AVAILABLE RECORDS —
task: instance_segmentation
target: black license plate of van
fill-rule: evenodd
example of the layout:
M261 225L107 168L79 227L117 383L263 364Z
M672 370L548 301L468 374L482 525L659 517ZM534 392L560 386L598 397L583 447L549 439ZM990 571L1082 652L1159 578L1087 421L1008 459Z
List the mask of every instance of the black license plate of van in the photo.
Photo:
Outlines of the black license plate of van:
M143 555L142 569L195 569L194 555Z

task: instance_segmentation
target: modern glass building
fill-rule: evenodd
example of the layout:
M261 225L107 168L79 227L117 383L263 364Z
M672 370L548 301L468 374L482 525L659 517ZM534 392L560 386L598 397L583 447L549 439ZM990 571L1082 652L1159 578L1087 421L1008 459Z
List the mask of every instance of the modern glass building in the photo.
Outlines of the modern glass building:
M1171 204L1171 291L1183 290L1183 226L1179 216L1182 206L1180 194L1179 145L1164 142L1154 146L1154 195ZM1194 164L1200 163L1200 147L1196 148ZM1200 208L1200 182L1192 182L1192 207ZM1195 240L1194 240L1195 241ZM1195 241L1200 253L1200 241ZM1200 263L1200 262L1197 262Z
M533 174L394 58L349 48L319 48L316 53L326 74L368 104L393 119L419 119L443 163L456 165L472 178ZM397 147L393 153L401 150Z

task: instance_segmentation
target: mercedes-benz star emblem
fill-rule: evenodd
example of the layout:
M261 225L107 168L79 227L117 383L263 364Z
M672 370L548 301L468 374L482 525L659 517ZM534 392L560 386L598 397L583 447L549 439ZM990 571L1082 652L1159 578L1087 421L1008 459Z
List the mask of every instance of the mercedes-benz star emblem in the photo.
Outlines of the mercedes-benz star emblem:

PROBLEM TO WORK ON — Could you restate every record above word for word?

ANSWER TO THIS EXERCISE —
task: instance_segmentation
target: black license plate of van
fill-rule: evenodd
example of the layout:
M261 225L107 168L79 227L117 383L263 364Z
M672 370L548 301L468 374L482 525L659 517ZM534 392L560 386L598 397L583 447L549 439ZM990 571L1082 652L1159 578L1087 421L1008 459Z
List the mask of every instance of the black license plate of van in the photo.
Photo:
Outlines of the black license plate of van:
M143 555L142 569L195 569L194 555Z

task: instance_segmentation
target: modern glass building
fill-rule: evenodd
example of the layout:
M261 225L107 168L79 227L117 383L263 364Z
M672 370L548 301L468 374L482 525L659 517ZM534 392L560 386L598 397L583 447L549 439ZM990 571L1082 652L1159 578L1087 421L1008 459Z
List the mask of every instance of the modern glass building in the photo.
Outlines of the modern glass building:
M1171 204L1171 291L1183 290L1183 226L1179 216L1182 206L1180 194L1179 145L1164 142L1154 146L1154 195ZM1194 164L1200 163L1200 147L1196 148ZM1200 208L1200 182L1192 182L1192 207ZM1195 240L1194 240L1195 241ZM1195 241L1200 253L1200 241ZM1200 263L1200 262L1197 262Z
M533 174L394 58L349 48L319 48L316 53L326 74L368 104L393 119L419 119L443 163L456 165L472 178ZM397 147L393 153L401 150Z

task: instance_segmentation
target: mercedes-benz star emblem
fill-rule: evenodd
example of the layout:
M261 225L107 168L79 227L117 383L263 364Z
M672 370L548 301L468 374L482 525L659 517ZM534 392L560 386L598 397L583 447L549 439ZM990 571L1082 652L1159 578L1087 421L1008 459Z
List the mask of every instance of the mercedes-benz star emblem in the photo.
Outlines of the mercedes-benz star emblem:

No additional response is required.